Excerpt: Begin

She matched with a girl and planned a date – the first time she'd ever done so. If you’ve gotten used to waiting for the guy to lead, flirting with women is an opportunity to break with convention. These conventions can be referred to as heterosexual dating scripts. You know how it goes: men chase women. You've always been pursued, never really done the pursuing. These scripts keep us all in boring, binary boxes, but it is possible to unlearn them. 

Unlearning heterosexual dating scripts

Gender norms have taught us that men make the first move. They plan the dates and flirt more assertively, while women do their best to be appealing and playful. 

These sweeping generalisations are outdated. Still, these gender performances (and that's all they really are — culturally determined presentations of so-called 'masculine' and 'feminine' attributes) are hard to break away from, even for those of us who don't subscribe to the biologically determinist model of gender (the idea that the difference between men and women is hardwired through our genes). In relationships with two women, Koch says this leads to a 'teeter tooter' power struggle.

In her 2009 paper entitled "Bisexuals 'Doing Gender' in Romantic Relationships" gender and sexuality researcher Suzanne Pennington, who's an academic at University at Albany, State University, concludes that even in bi relationships where there is flexibility about gender performances: “negotiations are made as to which partner will enact which of the two traditional gender scripts.” She theorised that this happened because bisexuals “must negotiate many unscripted social circumstances” given “the ambiguous social location of bisexuality” that places it as 'not gay enough', but not straight either. 

Essentially, people are so used to falling into a dynamic where one person initiates, that bisexual people can find themselves expecting that from the more "masculine" person in the situation. This research was drawn from a small sample, over a decade ago. Yet gender differences still drive our behaviour, or at least our expectations of others.

"Men are easier to flirt with," Megan reflects. "After all, 'how to flirt with men' is ingrained in pop culture…It's easier to tell when a man is flirting back with you. I'm in my 30s now and still never know if my flirting is being reciprocated by women."

Annie agrees that men and women flirt differently. "Men would flirt or compliment me, or use pick up lines. And I’d go 'No, not me.' And that's all I had to do. Whereas now it's a two-way conversation which is much better," she argues. "There's a lot of depth instantly because you don't have these crutches of societal construction to fall back on."

Excerpt: End
Given information: Begin

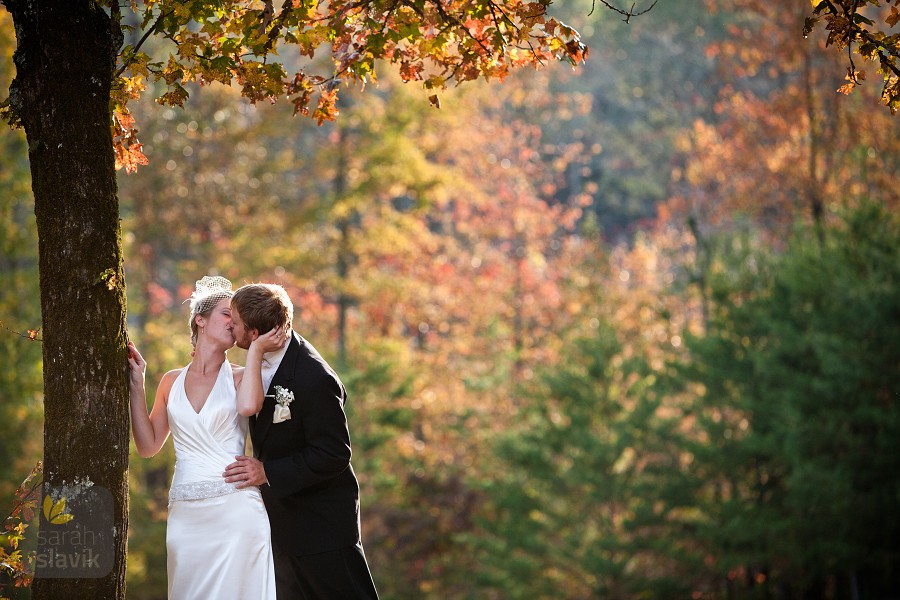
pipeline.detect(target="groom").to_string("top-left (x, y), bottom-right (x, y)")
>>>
top-left (225, 284), bottom-right (378, 600)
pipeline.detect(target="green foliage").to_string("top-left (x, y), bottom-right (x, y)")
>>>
top-left (677, 204), bottom-right (900, 598)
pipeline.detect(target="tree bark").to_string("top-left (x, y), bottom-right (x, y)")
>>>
top-left (0, 0), bottom-right (129, 600)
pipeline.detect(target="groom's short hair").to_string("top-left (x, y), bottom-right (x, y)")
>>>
top-left (231, 283), bottom-right (294, 335)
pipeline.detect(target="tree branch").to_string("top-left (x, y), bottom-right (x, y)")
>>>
top-left (588, 0), bottom-right (658, 23)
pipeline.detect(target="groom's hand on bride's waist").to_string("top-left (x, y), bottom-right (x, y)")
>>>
top-left (222, 456), bottom-right (268, 488)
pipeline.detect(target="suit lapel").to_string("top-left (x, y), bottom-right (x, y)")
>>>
top-left (250, 331), bottom-right (300, 457)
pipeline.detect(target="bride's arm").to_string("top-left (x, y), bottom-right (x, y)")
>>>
top-left (236, 327), bottom-right (287, 417)
top-left (128, 342), bottom-right (178, 458)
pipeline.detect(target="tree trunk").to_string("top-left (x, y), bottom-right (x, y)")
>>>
top-left (2, 0), bottom-right (129, 600)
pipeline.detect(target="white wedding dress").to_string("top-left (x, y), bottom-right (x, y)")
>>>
top-left (166, 360), bottom-right (275, 600)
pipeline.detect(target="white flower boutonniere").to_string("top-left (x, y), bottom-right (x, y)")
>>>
top-left (272, 385), bottom-right (294, 424)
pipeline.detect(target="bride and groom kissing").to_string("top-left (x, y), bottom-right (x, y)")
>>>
top-left (128, 276), bottom-right (378, 600)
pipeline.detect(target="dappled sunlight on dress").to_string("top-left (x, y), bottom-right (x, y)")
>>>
top-left (166, 361), bottom-right (275, 600)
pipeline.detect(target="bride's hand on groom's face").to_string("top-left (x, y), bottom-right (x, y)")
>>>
top-left (253, 327), bottom-right (288, 353)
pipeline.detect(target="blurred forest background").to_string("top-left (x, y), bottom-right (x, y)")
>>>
top-left (0, 0), bottom-right (900, 600)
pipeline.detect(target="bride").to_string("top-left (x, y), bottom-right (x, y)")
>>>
top-left (128, 276), bottom-right (285, 600)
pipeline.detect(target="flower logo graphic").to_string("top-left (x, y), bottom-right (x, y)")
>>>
top-left (44, 494), bottom-right (75, 525)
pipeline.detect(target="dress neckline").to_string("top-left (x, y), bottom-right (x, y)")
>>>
top-left (181, 357), bottom-right (231, 417)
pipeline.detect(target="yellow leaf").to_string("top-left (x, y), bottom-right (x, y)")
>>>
top-left (44, 494), bottom-right (75, 525)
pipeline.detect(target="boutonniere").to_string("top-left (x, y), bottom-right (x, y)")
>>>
top-left (267, 385), bottom-right (294, 424)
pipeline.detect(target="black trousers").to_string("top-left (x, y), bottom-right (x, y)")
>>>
top-left (273, 544), bottom-right (378, 600)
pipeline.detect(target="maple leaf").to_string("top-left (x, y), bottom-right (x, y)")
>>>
top-left (43, 494), bottom-right (75, 525)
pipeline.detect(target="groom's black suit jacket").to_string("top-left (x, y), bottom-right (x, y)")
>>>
top-left (250, 332), bottom-right (360, 555)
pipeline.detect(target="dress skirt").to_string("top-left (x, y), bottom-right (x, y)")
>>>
top-left (166, 488), bottom-right (275, 600)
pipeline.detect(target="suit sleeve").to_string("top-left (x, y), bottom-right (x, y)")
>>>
top-left (264, 373), bottom-right (351, 497)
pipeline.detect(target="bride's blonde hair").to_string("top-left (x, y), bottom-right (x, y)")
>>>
top-left (185, 275), bottom-right (234, 346)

Given information: End

# [Tasks to carry out]
1) Using the excerpt on dating scripts, decide whether each statement agrees with it, answering yes or no and quoting the words that settle it: (a) Pennington's paper on bisexuals and gender appeared in 2009. (b) Megan says she can now always tell when women return her flirting. (c) Pennington's research rested on a large sample.
2) Carry the excerpt on dating scripts further, picking up right after its final sentence.
The lines have nothing to do with the excerpt on dating scripts.

# [Task-by-task outputs]
1)
(a) Yes: "In her 2009 paper entitled "Bisexuals 'Doing Gender' in Romantic Relationships""
(b) No: "I'm in my 30s now and still never know if my flirting is being reciprocated by women."
(c) No: "This research was drawn from a small sample, over a decade ago."

2)
Annie and her girlfriend threw out the stereotypical 'masc' and 'femme' expectations often placed on queer relationships, choosing instead to just…be two people in a relationship. Not having a script to follow helped Annie feel more at ease, whereas Megan felt more confused. This is reflective of Pennington's conclusion that a "lack of a predetermined script can either be seen as stressful, or freeing."

"Exploring your sexuality is as scary as it is exciting, especially if you've denied that part of yourself for a long time."

Gender can, and does, affect how we flirt and like to be flirted with, but if we take gender out of the equation, who are you? 

As Koch puts it: "What if you are someone who's been taught to be passive and submissive, and just to let someone chase after you, but you've wanted to be the one to ask them on a date, even in a heterosexual relationship, but you don't because you've been told not to? Then you know that you tend to be more of a dominant person. Embrace that."

By being the one to suggest dates, you might find that the woman you're flirting with enjoys being pursued, and you being comfortable taking the lead could be an easy dynamic to fall into. Or vice versa. Or maybe you switch roles. 

Exploring your sexuality is as scary as it is exciting, especially if you've denied that part of yourself for a long time. But women aren't unknowable enigmas. After all, you are a woman, you have female friends, and while everyone is different, you know what kind of flirting comes across badly. Trust yourself to be direct, playful and seductive without being disrespectful or cringey. And don't forget, she's a human before she's a woman.